◆ WORK ORDER
Which lines below include the string "road"? Please show each one.

◆ MATERIAL FOR THIS EXERCISE

⟨

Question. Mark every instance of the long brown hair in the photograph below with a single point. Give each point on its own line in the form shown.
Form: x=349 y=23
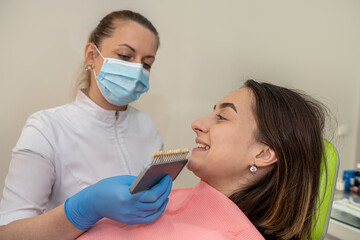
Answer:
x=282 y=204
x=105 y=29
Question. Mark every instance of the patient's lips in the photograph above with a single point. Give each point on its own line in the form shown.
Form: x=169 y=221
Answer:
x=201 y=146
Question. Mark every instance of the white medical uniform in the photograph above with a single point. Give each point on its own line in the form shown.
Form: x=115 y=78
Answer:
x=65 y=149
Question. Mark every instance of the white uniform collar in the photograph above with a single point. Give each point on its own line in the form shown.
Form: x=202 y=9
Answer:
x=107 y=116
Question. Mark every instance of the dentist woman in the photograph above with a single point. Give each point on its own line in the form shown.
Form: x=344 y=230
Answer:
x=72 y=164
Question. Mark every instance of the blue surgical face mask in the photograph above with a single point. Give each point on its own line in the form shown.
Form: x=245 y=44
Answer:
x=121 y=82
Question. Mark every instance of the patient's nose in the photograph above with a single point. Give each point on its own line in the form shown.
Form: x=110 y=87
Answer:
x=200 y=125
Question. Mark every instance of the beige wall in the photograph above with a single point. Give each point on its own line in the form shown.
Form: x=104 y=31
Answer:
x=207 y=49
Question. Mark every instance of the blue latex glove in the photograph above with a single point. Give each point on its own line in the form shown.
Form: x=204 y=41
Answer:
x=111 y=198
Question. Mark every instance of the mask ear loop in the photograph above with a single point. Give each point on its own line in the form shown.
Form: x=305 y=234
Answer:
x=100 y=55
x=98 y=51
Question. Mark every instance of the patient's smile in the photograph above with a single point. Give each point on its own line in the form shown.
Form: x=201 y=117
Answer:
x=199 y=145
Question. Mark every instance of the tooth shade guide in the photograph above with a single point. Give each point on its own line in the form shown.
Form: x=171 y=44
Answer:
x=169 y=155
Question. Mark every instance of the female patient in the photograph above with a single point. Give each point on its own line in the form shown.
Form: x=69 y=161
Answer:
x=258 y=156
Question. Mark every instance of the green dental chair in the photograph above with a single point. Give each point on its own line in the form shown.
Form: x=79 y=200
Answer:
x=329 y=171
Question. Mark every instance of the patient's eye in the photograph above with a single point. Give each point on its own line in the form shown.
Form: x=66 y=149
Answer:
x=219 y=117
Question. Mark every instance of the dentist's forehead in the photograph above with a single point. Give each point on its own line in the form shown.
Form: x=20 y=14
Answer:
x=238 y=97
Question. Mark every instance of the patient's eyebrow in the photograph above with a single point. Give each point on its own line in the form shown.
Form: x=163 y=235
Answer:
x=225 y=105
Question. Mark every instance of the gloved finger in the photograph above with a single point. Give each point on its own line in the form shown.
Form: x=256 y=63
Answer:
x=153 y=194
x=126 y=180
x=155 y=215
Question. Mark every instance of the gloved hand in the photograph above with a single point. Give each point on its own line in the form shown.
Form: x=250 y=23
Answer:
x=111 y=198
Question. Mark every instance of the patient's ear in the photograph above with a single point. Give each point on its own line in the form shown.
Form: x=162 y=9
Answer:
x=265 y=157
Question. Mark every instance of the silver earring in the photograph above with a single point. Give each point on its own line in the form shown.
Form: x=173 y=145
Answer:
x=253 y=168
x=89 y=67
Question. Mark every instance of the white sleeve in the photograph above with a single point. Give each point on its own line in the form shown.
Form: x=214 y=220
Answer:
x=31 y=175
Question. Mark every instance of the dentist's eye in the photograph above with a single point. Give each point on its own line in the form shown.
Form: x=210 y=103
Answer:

⟩
⟨

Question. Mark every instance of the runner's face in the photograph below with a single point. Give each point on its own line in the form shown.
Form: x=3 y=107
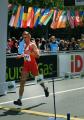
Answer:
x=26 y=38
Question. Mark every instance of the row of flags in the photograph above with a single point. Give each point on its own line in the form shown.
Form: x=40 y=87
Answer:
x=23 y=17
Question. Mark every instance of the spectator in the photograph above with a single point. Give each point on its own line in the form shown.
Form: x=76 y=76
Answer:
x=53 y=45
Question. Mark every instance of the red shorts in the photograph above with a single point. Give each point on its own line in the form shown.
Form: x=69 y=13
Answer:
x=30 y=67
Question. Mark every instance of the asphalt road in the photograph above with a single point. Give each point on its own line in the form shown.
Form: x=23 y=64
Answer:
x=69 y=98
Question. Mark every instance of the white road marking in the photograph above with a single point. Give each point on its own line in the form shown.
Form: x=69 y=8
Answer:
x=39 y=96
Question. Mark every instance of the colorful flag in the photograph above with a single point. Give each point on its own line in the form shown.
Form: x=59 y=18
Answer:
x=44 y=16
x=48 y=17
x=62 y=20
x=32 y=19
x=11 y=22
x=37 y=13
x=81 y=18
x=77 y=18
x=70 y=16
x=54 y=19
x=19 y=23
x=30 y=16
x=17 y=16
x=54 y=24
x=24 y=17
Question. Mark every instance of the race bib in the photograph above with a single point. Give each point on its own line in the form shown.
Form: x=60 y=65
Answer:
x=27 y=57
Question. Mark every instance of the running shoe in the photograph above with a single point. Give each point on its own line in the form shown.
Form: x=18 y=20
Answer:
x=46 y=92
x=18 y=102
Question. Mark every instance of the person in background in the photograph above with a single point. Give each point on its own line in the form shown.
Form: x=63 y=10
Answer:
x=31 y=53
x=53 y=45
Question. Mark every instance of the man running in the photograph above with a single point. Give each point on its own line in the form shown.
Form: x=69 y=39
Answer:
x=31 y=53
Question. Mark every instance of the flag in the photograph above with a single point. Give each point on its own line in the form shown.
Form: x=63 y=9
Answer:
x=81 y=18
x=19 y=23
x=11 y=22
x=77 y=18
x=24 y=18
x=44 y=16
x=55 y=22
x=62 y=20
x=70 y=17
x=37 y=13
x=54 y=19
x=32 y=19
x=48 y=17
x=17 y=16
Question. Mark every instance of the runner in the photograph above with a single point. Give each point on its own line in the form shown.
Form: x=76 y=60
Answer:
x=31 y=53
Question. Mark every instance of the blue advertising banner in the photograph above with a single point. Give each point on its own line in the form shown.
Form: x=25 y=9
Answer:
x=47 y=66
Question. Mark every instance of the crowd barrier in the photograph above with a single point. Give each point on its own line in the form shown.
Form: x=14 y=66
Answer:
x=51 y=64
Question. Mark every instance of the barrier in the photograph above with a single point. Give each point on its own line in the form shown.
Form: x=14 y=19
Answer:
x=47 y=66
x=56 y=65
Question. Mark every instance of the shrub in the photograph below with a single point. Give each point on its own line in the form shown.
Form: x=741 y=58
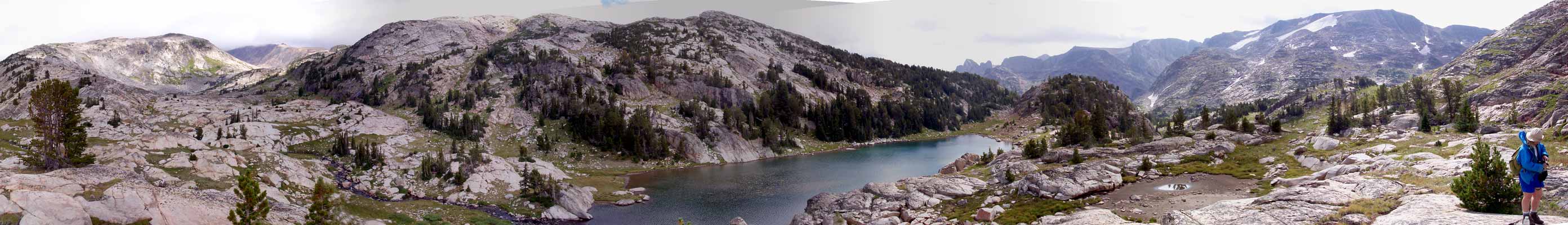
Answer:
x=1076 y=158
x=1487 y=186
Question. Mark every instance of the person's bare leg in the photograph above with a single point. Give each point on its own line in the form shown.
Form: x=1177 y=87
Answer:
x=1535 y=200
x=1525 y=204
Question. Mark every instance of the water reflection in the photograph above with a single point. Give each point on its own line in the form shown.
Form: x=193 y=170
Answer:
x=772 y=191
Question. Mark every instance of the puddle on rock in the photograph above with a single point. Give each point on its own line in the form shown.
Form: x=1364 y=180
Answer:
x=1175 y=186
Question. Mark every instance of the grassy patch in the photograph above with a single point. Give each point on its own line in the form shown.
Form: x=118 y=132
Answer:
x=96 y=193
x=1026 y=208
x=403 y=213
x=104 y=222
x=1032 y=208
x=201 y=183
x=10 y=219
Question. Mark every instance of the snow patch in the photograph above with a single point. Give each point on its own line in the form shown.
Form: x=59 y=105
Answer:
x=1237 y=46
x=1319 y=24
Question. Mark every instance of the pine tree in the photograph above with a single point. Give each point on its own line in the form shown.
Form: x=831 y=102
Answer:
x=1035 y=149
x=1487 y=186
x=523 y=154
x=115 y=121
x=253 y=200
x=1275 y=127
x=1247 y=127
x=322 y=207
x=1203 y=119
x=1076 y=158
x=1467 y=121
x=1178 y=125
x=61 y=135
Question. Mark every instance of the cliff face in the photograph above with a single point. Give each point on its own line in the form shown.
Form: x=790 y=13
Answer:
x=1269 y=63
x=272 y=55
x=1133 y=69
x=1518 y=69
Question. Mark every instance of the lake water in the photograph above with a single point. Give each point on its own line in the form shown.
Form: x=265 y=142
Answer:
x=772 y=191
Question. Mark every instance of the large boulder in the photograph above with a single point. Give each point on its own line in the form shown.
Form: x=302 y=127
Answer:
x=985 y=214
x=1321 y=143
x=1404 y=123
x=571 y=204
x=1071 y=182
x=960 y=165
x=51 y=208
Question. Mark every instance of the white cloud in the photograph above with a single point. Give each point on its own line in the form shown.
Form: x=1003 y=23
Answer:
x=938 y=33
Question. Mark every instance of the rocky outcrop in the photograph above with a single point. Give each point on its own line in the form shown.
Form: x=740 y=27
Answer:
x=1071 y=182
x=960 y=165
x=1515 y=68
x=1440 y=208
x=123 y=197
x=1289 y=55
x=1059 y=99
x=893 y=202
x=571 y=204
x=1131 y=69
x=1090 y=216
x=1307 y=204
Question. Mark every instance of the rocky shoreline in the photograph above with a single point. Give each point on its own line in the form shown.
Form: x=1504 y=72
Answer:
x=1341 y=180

⟩
⟨

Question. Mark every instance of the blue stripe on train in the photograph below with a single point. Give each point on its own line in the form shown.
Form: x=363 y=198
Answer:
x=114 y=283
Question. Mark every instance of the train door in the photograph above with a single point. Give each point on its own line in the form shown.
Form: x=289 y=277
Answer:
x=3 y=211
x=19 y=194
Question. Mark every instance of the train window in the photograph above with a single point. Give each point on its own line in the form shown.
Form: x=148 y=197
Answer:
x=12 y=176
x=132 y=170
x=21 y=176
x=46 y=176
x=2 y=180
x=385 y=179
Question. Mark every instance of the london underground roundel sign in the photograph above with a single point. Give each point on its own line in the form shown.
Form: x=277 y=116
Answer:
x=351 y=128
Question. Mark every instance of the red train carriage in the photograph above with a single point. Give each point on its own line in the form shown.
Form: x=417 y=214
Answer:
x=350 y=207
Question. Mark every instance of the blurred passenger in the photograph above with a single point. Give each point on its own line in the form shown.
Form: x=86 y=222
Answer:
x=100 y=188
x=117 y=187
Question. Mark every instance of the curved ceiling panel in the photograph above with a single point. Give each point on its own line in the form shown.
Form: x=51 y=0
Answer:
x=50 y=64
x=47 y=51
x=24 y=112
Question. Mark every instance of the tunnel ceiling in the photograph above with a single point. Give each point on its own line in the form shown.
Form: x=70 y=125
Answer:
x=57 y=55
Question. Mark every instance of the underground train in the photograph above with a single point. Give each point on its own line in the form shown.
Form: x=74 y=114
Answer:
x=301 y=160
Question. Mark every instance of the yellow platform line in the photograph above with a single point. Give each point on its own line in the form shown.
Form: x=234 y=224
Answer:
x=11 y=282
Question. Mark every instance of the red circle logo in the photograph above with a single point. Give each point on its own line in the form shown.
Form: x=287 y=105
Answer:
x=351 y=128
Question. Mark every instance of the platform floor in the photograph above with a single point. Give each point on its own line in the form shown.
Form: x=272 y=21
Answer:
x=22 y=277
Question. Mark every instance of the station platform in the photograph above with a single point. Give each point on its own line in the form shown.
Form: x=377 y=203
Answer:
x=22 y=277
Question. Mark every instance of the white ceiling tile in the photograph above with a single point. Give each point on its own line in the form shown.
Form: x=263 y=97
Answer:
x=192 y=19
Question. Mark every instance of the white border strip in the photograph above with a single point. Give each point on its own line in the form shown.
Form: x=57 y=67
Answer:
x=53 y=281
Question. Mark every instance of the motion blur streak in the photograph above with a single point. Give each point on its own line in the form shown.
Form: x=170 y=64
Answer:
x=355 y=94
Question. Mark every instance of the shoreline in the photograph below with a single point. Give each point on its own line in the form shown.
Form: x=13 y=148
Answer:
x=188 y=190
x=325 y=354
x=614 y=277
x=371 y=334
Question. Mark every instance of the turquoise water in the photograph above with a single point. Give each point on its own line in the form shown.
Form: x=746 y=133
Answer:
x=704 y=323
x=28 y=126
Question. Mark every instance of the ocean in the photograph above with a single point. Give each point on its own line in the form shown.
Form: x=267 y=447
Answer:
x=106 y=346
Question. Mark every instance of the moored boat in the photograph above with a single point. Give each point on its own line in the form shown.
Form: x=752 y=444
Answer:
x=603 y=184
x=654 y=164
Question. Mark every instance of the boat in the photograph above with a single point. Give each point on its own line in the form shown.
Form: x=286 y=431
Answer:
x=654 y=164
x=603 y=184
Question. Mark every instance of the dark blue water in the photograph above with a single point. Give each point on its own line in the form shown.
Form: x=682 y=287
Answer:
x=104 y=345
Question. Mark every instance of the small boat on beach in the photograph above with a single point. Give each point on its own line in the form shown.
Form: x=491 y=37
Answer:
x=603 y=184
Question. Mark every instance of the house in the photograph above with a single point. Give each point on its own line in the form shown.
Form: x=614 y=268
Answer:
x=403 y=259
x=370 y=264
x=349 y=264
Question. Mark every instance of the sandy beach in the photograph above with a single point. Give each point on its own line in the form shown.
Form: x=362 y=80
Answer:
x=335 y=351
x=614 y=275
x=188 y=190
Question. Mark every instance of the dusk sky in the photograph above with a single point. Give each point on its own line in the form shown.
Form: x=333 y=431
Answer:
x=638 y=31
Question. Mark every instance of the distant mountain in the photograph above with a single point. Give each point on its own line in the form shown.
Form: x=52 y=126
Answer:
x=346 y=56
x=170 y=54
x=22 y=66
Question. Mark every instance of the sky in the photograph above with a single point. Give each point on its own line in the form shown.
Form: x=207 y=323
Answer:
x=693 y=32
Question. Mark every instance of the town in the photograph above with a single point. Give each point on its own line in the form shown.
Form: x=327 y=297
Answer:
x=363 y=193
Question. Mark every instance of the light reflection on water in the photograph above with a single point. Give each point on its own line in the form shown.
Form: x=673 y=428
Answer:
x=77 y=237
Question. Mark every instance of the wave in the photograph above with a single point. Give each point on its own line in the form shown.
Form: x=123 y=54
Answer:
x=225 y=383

⟩

◆ RESPONSE TO THIS EXERCISE
Question. Mark every instance of the asphalt road in the photograph above with a single point. Give each point on its own line in the form shown.
Question. Mark every instance of the white road marking in the photograph above with a single point. Give each point on its own line in the form shown.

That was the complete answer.